What the task asks: Return every line of the material below as a JSON list of strings, one string per line, and leave out any blank lines.

Records:
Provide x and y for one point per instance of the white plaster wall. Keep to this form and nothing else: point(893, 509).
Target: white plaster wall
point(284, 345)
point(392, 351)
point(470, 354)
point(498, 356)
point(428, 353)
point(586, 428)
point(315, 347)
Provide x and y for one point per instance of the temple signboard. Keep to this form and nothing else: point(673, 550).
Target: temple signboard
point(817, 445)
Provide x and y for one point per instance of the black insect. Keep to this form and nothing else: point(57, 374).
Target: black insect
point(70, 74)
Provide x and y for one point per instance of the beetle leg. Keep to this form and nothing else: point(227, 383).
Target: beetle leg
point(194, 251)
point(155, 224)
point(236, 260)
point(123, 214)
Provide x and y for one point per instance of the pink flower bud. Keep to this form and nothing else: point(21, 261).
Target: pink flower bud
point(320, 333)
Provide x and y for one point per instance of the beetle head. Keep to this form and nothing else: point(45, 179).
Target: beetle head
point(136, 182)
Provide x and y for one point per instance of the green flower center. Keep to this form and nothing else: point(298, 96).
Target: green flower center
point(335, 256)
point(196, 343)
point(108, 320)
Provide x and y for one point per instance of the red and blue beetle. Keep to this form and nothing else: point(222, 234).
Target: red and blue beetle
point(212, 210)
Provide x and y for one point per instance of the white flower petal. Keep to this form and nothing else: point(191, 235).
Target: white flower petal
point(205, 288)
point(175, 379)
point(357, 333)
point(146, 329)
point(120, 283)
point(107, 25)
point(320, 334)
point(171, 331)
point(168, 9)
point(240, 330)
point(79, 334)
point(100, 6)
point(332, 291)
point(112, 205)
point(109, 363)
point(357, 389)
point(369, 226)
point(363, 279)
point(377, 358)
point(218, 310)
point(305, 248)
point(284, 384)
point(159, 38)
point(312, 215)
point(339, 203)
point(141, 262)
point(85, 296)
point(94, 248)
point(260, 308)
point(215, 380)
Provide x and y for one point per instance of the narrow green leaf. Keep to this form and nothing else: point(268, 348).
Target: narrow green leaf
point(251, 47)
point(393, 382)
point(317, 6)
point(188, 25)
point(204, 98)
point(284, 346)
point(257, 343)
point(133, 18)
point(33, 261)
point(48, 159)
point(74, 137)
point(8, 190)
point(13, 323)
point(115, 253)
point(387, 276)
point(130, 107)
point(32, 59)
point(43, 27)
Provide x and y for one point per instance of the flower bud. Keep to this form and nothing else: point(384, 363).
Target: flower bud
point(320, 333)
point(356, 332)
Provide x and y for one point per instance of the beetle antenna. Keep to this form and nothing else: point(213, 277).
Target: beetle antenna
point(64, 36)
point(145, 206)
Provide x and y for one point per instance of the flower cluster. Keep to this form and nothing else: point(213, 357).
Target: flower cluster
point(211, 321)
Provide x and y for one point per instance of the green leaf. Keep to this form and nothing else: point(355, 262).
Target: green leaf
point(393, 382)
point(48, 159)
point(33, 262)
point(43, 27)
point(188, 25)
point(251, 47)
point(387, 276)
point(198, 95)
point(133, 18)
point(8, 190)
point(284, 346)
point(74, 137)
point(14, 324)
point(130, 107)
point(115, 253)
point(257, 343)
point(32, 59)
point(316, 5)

Response to the task:
[
  "Provide x and y for one point per instance of the white plaster wall. Keep to this form and nothing else: point(893, 509).",
  "Target: white plaster wall",
  "point(284, 345)",
  "point(392, 351)",
  "point(470, 354)",
  "point(498, 356)",
  "point(428, 353)",
  "point(586, 428)",
  "point(315, 347)",
  "Provide x and y for one point per instance of the temple signboard. Keep to this form and nothing else: point(673, 550).",
  "Target: temple signboard",
  "point(817, 445)",
  "Provide x and y for one point per instance of the black insect. Keep to this form and nothing else: point(57, 374).",
  "Target: black insect",
  "point(70, 74)",
  "Provide x and y for one point per instance of the beetle leg. Keep to this form and nothing else: point(227, 383).",
  "Target: beetle leg",
  "point(194, 251)",
  "point(155, 224)",
  "point(236, 260)",
  "point(123, 214)",
  "Provide x and y for one point per instance of the pink flower bud. Keep to this form and nothing else: point(21, 261).",
  "Target: pink flower bud",
  "point(320, 333)",
  "Provide x and y for one point per instance of the beetle head. Keep to this form and nothing else: point(45, 179).",
  "Target: beetle head",
  "point(136, 182)",
  "Provide x and y for one point per instance of the green flower center. Keep to this form and nothing else: point(298, 96).",
  "Target: green flower center",
  "point(335, 256)",
  "point(196, 343)",
  "point(108, 320)",
  "Provide x and y for one point per instance of the red and blue beetle. Keep to this form and nothing else: point(222, 234).",
  "Target: red and blue beetle",
  "point(212, 210)",
  "Provide x and y for one point per instance of the white flower petal. Keep to this form and nothing else: point(191, 235).",
  "Target: white flower petal",
  "point(205, 288)",
  "point(175, 379)",
  "point(357, 333)",
  "point(146, 329)",
  "point(120, 283)",
  "point(107, 25)",
  "point(320, 334)",
  "point(171, 331)",
  "point(168, 9)",
  "point(240, 330)",
  "point(79, 334)",
  "point(100, 6)",
  "point(332, 291)",
  "point(112, 205)",
  "point(109, 363)",
  "point(357, 389)",
  "point(369, 226)",
  "point(363, 279)",
  "point(377, 358)",
  "point(218, 310)",
  "point(305, 248)",
  "point(284, 384)",
  "point(159, 38)",
  "point(312, 215)",
  "point(339, 203)",
  "point(141, 262)",
  "point(85, 296)",
  "point(94, 248)",
  "point(260, 308)",
  "point(215, 380)",
  "Provide x and y for one point per instance of the narrow green leaf. Keep to this form and nothing else: point(268, 348).",
  "Target: narrow green leaf",
  "point(251, 47)",
  "point(393, 382)",
  "point(317, 6)",
  "point(188, 25)",
  "point(204, 98)",
  "point(284, 346)",
  "point(257, 343)",
  "point(133, 18)",
  "point(33, 261)",
  "point(48, 159)",
  "point(74, 137)",
  "point(8, 190)",
  "point(13, 323)",
  "point(115, 253)",
  "point(387, 276)",
  "point(130, 107)",
  "point(32, 59)",
  "point(43, 27)",
  "Provide x and y for one point per instance of the flower bud. Keep to this form and nothing else: point(384, 363).",
  "Target: flower bud",
  "point(320, 333)",
  "point(356, 332)",
  "Provide x and y for one point per instance of the beetle antenna. Keep to this form and nothing else: point(213, 277).",
  "Target: beetle antenna",
  "point(64, 36)",
  "point(145, 206)",
  "Provide x and y for one point per instance of the flower cluster. Keep to this form and nothing else: point(213, 357).",
  "Target: flower cluster",
  "point(211, 321)",
  "Provide x and y for one point per instance of the green leaf. Keep to this form and nothing else: point(355, 262).",
  "Target: green leaf",
  "point(393, 382)",
  "point(48, 159)",
  "point(33, 262)",
  "point(43, 27)",
  "point(188, 25)",
  "point(251, 47)",
  "point(387, 276)",
  "point(198, 95)",
  "point(133, 18)",
  "point(8, 190)",
  "point(284, 346)",
  "point(74, 137)",
  "point(14, 324)",
  "point(130, 107)",
  "point(115, 253)",
  "point(257, 343)",
  "point(32, 59)",
  "point(316, 5)"
]